这种固穷而不自弃的精神,在陶渊明的诗歌中有更深切动人地表达。《癸卯岁十二月中作与从弟敬远》:“寝迹衡门下,邈与世相绝。顾眄莫谁知,荆扉昼常闭。凄凄岁暮风,翳翳经日雪。倾耳无希声,在目皓已结。劲气侵襟袖,箪瓢谢屡设。萧索空宇中,了无一可悦。历览千载书,时时见遗烈。高操非所攀,谬得固穷节。平津苟不由,栖迟讵为拙。寄意一言外,兹契谁能别?”此诗写于军阀桓玄篡位之时。诗人说:“我从古书中看到了古圣先贤的事迹,他们高尚的品格不是我能追攀的,我只是恪守着一点固穷之节而已。”其实前一句只不过是自谦之辞,王叔岷先生说:“实则得固穷节,正是高操也。”陶渊明曾经做过桓玄的属官,他是有机会在这世乱之中投身宦海,攫取一段富贵的。可他却宁愿终其一生看不到希望,也要在困顿中保持一份尊严与沉静。纵然痛苦,但内心澄澈不惑,这才叫君子固穷。此外《庚戌岁九月中于西田获早稻》“遥遥沮溺心,千载乃相关。但愿长如此,躬耕非所叹”,《咏贫士》“人事固以拙,聊得长相从”,也无不表达了这一思想。

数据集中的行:
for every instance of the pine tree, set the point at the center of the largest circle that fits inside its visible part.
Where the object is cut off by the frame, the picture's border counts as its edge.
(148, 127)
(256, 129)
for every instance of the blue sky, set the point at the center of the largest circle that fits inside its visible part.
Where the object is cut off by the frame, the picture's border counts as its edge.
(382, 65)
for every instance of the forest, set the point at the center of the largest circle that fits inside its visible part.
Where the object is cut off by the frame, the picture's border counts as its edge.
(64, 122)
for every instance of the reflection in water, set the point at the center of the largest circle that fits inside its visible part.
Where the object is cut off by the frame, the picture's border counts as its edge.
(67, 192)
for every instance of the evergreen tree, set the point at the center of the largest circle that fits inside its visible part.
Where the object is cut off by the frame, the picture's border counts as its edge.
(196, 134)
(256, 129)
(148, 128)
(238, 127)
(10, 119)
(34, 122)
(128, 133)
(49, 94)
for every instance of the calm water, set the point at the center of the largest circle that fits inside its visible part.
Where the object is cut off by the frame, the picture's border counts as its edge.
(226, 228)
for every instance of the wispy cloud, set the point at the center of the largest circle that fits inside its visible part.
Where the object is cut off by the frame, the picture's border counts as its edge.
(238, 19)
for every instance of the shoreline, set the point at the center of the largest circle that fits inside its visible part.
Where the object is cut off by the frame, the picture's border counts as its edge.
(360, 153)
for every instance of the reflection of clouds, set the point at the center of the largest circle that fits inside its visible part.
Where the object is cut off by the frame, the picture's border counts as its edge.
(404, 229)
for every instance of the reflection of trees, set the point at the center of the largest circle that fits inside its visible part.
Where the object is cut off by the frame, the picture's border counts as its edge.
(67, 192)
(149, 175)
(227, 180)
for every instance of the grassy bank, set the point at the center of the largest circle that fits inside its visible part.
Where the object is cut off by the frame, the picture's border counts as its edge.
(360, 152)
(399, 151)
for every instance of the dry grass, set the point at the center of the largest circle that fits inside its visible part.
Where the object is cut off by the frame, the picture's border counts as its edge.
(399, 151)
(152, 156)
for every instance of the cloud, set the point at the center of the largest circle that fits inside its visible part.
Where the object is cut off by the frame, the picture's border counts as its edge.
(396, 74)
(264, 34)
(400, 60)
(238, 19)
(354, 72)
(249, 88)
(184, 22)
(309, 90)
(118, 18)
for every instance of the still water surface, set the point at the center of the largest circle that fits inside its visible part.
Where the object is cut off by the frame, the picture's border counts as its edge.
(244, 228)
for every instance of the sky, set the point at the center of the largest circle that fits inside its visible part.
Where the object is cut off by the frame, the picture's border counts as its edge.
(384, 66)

- _问题描述_: 照录上面谈陶渊明固穷精神的那段文字,全文一字不改。 这些行在此用不上。

- _最终结果_:
这种固穷而不自弃的精神,在陶渊明的诗歌中有更深切动人地表达。《癸卯岁十二月中作与从弟敬远》:“寝迹衡门下,邈与世相绝。顾眄莫谁知,荆扉昼常闭。凄凄岁暮风,翳翳经日雪。倾耳无希声,在目皓已结。劲气侵襟袖,箪瓢谢屡设。萧索空宇中,了无一可悦。历览千载书,时时见遗烈。高操非所攀,谬得固穷节。平津苟不由,栖迟讵为拙。寄意一言外,兹契谁能别?”此诗写于军阀桓玄篡位之时。诗人说:“我从古书中看到了古圣先贤的事迹,他们高尚的品格不是我能追攀的,我只是恪守着一点固穷之节而已。”其实前一句只不过是自谦之辞,王叔岷先生说:“实则得固穷节,正是高操也。”陶渊明曾经做过桓玄的属官,他是有机会在这世乱之中投身宦海,攫取一段富贵的。可他却宁愿终其一生看不到希望,也要在困顿中保持一份尊严与沉静。纵然痛苦,但内心澄澈不惑,这才叫君子固穷。此外《庚戌岁九月中于西田获早稻》“遥遥沮溺心,千载乃相关。但愿长如此,躬耕非所叹”,《咏贫士》“人事固以拙,聊得长相从”,也无不表达了这一思想。